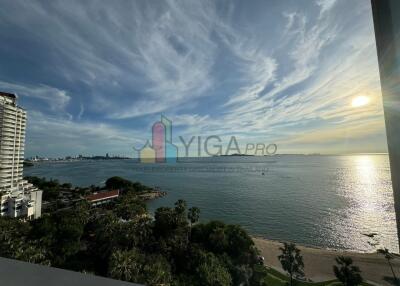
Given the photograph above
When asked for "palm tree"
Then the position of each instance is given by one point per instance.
(193, 215)
(291, 260)
(389, 256)
(347, 273)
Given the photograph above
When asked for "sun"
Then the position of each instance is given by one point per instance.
(359, 101)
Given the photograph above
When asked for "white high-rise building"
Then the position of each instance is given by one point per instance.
(18, 198)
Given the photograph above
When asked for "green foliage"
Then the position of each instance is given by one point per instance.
(346, 272)
(213, 272)
(291, 260)
(121, 241)
(193, 215)
(135, 266)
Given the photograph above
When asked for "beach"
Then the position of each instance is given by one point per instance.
(319, 262)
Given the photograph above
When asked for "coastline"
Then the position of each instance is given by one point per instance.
(319, 262)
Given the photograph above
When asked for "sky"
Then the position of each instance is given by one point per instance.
(95, 75)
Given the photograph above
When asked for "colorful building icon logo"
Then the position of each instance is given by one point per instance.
(161, 149)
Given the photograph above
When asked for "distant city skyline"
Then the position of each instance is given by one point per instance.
(93, 78)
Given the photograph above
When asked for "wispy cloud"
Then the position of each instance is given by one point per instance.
(213, 67)
(55, 98)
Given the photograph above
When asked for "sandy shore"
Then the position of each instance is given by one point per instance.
(319, 262)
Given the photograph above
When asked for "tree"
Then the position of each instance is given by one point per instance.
(291, 260)
(388, 256)
(193, 215)
(347, 273)
(126, 265)
(134, 266)
(212, 272)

_ _ _

## [Exercise requirements]
Repeat the preceding records precisely, and leave every picture out of the copy.

## [Written reply]
Given the photograph above
When asked for "palm tree"
Then the position of each instance is given by one point per instance.
(193, 215)
(291, 260)
(389, 256)
(347, 273)
Given the photograph above
When asked for "sun"
Then the position of each instance is given by one point per instance.
(359, 101)
Given the photograph above
When asked for "white high-rise building"
Then the position of each instance is given by one point per instance.
(18, 198)
Given the photograph above
When asked for "green foliage"
Then the position of each instance is given by one point per instance.
(346, 272)
(213, 272)
(291, 260)
(121, 241)
(193, 215)
(135, 266)
Given the photograph above
When asked for "beach"
Then the position of each instance is given by one point per instance.
(319, 262)
Given the photograph above
When asked for "coastline"
Then the position of each instance is given by one point per instance.
(319, 262)
Given the photograph above
When asked for "sky"
Then the position of each instance is given by one point per instance.
(95, 75)
Given the photograph above
When asked for "colorful building icon logo"
Then the position of each instance is given by one point per instance.
(161, 149)
Given the photograph above
When asked for "distant city skyline"
Then the position of each instance is given by one point per instance.
(93, 78)
Given the photograph above
When asked for "wispy cloud"
Then the position of each instance is given by one point per instance.
(213, 67)
(55, 98)
Given the photograph above
When asked for "sandy shore"
Then the position of each instance is given by one point per instance.
(319, 262)
Given the photograph above
When asked for "tree"
Then the position of each instance is given by one point per instance.
(291, 260)
(388, 256)
(193, 215)
(347, 273)
(126, 265)
(134, 266)
(212, 272)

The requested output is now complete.